Prompt: Wherever "child" appears in a line of the listing, that line should be returned.

##### Provided material #####

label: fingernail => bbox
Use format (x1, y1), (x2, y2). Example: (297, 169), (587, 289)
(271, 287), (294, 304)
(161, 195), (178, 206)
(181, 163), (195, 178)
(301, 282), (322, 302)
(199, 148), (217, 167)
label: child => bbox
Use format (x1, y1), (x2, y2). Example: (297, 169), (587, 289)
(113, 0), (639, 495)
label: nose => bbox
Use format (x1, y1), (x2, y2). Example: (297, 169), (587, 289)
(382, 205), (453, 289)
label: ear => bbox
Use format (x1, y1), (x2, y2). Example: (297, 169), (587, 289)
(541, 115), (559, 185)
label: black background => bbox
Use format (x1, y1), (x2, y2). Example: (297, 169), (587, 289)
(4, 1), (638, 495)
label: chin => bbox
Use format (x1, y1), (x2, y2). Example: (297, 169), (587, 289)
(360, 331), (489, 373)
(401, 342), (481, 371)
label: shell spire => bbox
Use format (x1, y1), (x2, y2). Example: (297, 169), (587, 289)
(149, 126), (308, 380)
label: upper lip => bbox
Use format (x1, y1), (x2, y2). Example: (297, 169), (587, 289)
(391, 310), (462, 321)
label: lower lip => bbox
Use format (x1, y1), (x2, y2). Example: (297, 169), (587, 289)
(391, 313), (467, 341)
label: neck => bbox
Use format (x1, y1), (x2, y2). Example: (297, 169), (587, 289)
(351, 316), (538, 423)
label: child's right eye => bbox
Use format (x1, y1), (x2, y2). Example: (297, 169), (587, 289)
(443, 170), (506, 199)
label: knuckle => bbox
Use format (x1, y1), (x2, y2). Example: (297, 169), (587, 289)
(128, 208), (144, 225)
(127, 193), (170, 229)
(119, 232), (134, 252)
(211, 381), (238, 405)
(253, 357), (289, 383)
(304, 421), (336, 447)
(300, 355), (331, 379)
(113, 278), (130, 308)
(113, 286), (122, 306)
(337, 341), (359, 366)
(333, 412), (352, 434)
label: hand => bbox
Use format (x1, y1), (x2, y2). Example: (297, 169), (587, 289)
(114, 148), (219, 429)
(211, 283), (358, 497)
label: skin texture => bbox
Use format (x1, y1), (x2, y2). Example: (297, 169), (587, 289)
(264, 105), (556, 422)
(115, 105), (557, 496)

#####

Result:
label: child => bbox
label: child's right eye => bbox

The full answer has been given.